| Material supplied |
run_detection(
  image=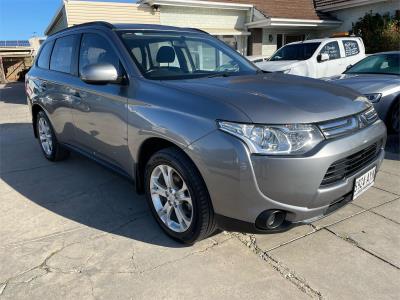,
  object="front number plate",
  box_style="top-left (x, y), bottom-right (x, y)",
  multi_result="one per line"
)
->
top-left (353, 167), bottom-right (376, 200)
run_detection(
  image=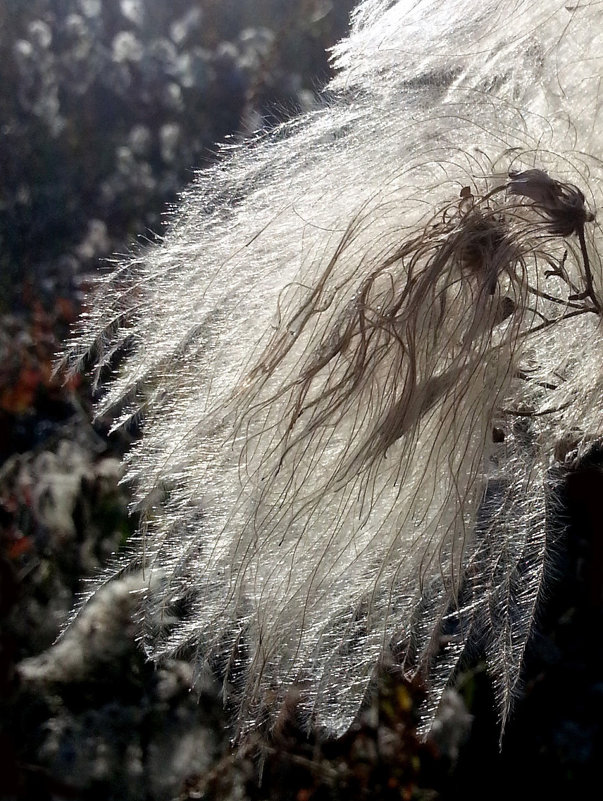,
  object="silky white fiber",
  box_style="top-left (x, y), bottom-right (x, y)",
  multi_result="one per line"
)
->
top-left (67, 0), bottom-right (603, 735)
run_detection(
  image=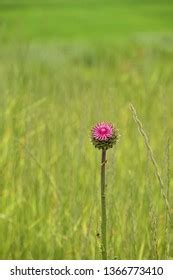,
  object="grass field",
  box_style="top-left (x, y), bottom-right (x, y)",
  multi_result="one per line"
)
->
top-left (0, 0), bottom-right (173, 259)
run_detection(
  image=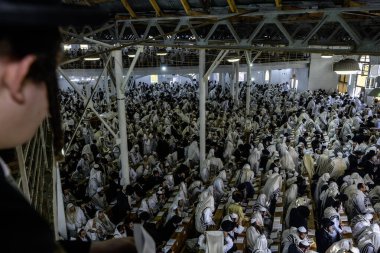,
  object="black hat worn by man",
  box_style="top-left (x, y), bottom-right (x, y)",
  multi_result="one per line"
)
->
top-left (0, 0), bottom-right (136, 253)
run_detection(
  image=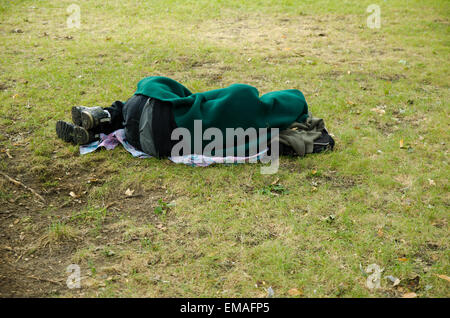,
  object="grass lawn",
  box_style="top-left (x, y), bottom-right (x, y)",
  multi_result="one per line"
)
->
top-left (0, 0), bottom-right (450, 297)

==

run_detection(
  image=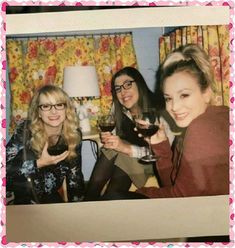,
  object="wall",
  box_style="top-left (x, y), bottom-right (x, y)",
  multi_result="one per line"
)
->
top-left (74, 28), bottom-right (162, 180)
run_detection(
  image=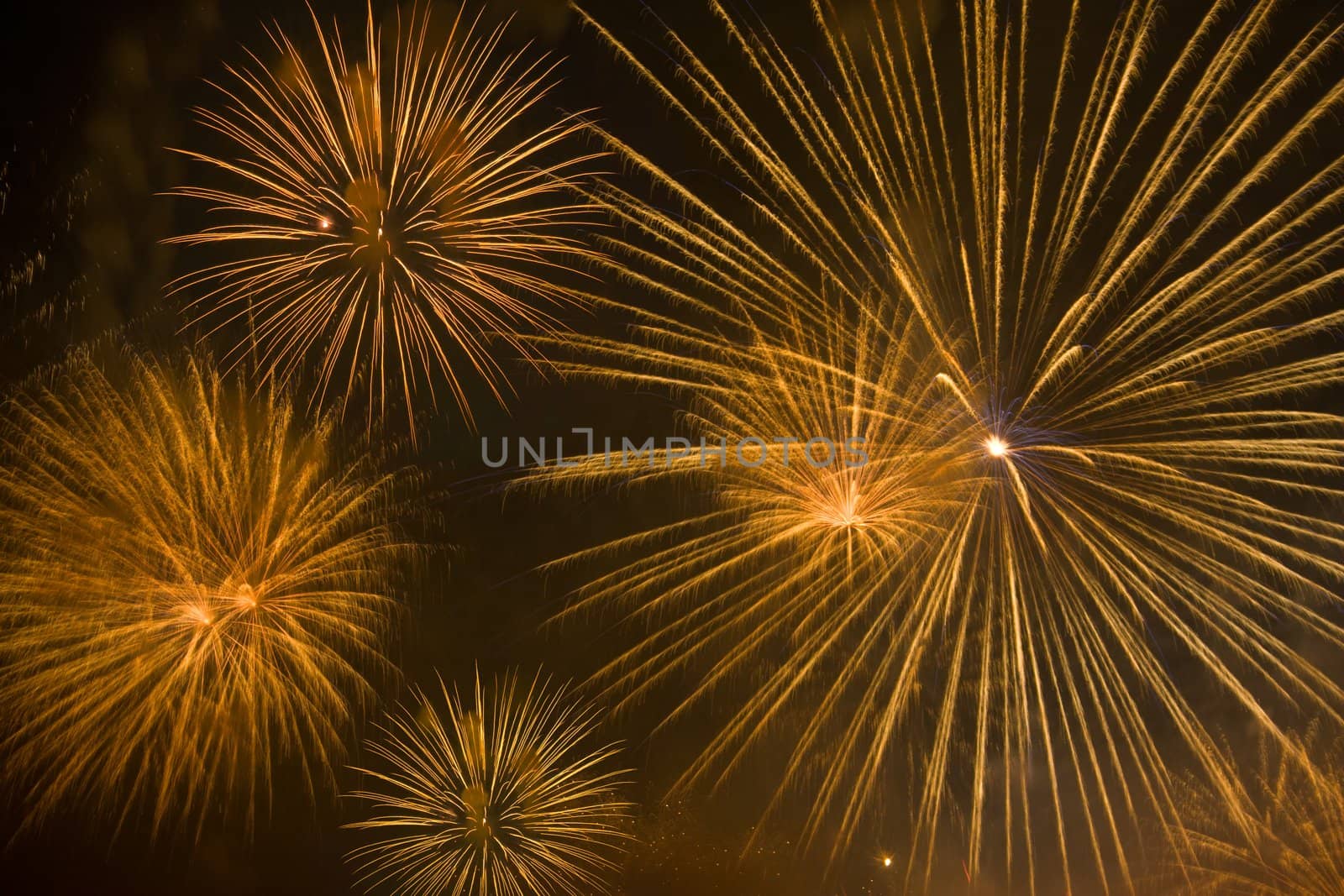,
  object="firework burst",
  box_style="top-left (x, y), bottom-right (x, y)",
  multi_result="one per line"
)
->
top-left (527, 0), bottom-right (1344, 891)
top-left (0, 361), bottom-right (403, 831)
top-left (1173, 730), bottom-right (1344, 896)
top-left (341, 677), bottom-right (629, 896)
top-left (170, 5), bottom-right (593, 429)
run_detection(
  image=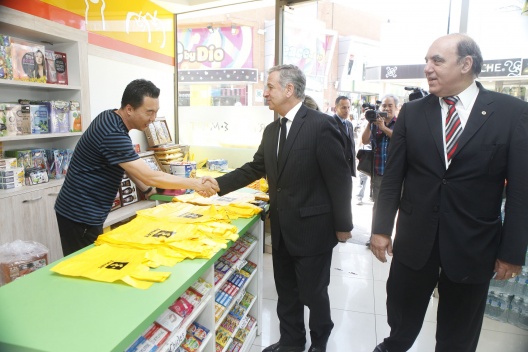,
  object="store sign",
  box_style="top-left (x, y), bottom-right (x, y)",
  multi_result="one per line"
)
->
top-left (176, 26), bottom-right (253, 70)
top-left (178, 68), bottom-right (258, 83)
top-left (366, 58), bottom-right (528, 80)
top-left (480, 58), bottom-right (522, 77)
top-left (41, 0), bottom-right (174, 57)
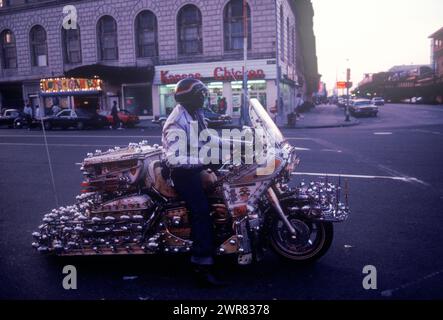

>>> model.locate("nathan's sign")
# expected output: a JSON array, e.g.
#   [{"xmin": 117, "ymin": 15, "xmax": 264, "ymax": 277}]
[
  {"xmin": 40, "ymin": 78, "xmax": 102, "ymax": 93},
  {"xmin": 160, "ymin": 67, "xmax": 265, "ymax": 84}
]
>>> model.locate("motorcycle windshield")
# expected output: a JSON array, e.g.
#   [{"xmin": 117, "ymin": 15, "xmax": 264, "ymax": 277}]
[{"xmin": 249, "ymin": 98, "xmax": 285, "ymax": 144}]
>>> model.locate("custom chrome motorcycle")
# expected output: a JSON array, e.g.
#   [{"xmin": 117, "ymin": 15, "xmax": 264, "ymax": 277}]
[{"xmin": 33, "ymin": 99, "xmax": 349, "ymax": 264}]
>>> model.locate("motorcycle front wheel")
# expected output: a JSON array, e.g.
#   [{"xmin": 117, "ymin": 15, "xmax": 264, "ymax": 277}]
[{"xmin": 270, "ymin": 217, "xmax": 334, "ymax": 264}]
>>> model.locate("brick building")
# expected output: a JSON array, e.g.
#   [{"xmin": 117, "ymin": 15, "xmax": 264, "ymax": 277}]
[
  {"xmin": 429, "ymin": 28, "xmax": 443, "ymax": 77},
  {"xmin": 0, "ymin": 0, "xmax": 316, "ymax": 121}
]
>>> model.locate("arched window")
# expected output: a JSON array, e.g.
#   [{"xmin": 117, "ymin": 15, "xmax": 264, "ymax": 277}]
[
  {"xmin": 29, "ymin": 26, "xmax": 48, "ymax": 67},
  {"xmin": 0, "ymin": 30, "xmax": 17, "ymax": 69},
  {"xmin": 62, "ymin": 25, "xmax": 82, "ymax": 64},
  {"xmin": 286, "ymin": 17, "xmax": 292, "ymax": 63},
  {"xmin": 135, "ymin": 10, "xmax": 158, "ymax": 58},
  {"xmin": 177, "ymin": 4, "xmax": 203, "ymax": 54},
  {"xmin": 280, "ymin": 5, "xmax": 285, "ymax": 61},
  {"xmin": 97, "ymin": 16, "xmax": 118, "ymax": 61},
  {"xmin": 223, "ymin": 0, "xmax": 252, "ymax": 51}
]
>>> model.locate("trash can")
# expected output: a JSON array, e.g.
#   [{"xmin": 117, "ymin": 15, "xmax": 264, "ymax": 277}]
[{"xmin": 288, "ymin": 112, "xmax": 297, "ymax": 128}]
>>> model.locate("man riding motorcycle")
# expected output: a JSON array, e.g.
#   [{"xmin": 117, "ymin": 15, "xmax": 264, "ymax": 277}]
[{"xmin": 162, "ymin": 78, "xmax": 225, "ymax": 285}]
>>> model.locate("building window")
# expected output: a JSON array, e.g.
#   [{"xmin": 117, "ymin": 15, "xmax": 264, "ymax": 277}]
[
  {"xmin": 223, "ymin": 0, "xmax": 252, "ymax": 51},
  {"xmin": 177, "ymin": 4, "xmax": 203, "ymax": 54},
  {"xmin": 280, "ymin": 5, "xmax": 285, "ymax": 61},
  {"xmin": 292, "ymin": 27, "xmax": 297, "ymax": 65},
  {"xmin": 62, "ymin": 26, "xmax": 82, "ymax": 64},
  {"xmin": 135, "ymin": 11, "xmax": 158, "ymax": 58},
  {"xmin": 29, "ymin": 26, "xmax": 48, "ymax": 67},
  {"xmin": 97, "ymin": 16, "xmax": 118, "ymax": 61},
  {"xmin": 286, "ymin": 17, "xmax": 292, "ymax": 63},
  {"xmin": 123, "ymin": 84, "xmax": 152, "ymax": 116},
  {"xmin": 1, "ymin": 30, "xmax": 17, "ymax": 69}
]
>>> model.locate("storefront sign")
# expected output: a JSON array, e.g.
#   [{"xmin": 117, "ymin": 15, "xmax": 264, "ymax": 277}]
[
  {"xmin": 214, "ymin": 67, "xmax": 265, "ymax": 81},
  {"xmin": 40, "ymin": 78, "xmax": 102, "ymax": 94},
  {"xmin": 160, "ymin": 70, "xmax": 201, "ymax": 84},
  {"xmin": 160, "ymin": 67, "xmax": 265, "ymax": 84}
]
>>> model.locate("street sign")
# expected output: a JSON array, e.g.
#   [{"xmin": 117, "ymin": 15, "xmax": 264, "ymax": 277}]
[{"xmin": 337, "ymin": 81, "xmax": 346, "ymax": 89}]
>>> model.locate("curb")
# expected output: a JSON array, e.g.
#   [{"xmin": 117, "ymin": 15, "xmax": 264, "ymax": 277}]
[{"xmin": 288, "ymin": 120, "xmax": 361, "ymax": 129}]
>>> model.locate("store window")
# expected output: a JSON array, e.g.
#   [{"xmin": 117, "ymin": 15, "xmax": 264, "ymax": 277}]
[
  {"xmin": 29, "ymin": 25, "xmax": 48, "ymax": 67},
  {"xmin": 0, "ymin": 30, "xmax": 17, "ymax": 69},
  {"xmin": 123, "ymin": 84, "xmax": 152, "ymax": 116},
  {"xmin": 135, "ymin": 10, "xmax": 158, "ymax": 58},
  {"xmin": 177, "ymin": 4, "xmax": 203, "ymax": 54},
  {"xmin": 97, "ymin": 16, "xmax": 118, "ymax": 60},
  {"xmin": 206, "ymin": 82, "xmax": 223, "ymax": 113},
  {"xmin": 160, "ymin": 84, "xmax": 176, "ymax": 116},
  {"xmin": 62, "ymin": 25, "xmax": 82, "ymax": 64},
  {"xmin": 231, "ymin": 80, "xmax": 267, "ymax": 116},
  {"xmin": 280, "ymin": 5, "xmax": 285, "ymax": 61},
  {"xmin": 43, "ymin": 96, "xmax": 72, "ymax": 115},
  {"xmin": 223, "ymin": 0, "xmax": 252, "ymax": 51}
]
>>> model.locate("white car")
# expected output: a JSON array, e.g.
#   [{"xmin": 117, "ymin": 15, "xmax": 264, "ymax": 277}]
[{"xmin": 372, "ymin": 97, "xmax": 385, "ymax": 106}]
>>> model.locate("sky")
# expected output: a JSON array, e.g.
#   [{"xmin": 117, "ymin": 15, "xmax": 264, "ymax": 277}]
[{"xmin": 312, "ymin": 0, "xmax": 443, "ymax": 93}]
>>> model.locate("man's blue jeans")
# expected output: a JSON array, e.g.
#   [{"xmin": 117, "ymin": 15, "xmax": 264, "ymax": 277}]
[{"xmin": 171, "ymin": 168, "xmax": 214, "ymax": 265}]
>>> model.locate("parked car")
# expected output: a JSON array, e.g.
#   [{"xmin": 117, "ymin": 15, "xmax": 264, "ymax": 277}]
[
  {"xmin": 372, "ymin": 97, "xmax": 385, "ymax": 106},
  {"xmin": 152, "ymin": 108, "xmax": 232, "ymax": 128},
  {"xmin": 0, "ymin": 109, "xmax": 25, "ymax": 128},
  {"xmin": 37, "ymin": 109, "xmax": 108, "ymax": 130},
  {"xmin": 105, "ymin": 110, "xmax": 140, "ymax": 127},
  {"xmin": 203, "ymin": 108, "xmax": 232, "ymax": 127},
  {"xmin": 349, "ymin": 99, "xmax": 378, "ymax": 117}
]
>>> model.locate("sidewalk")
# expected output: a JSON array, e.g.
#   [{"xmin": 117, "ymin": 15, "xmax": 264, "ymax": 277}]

==

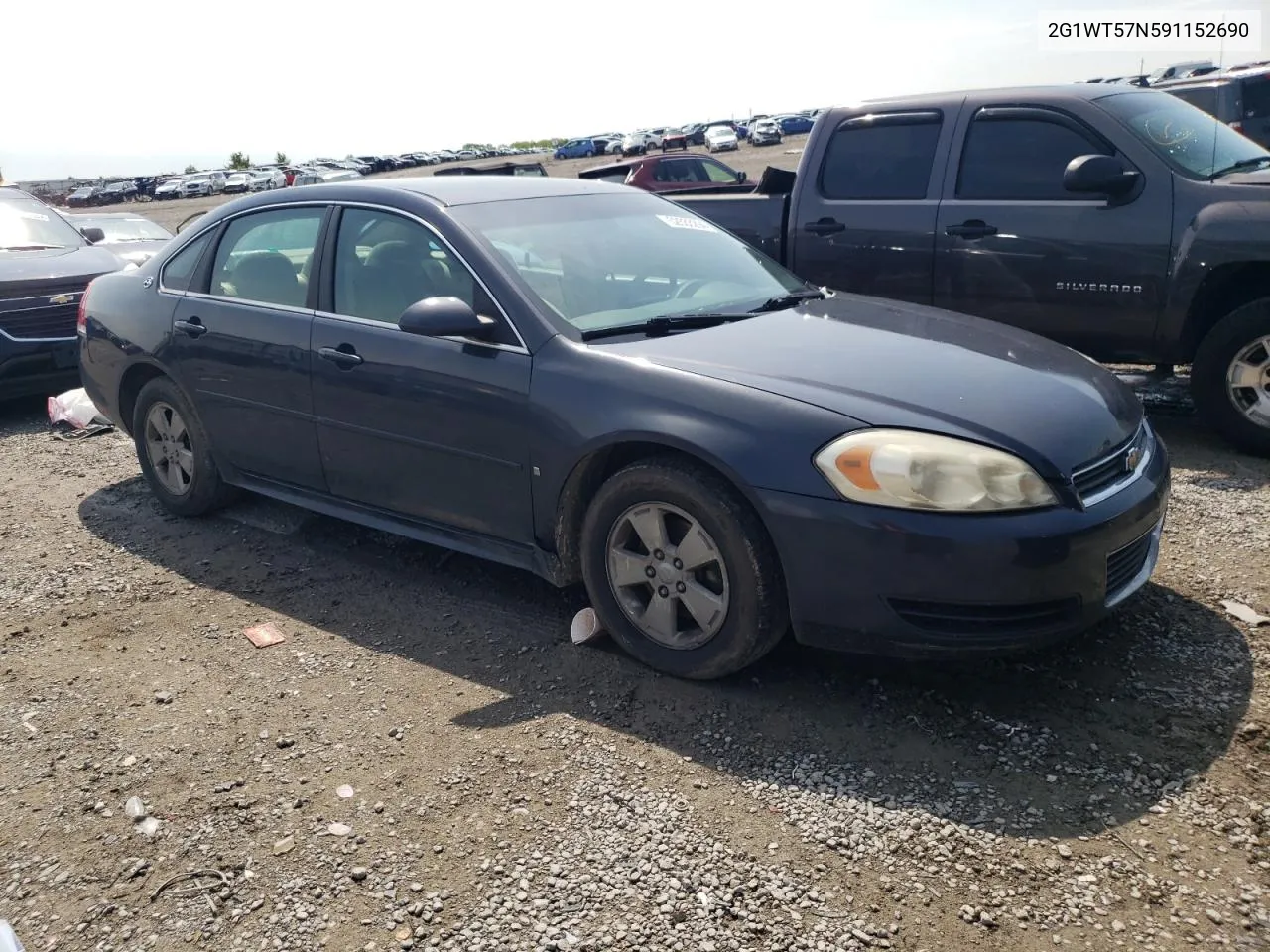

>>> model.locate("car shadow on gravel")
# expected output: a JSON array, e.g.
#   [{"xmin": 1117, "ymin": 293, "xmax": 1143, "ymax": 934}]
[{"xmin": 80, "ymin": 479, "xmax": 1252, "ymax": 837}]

| What to produce |
Find every line in the listing that contains the word "building" and copy each one out in full. Case counts, so match only that exact capitalization.

| The completed task |
>>> model.locate("brick building")
>>> model.locate("building window")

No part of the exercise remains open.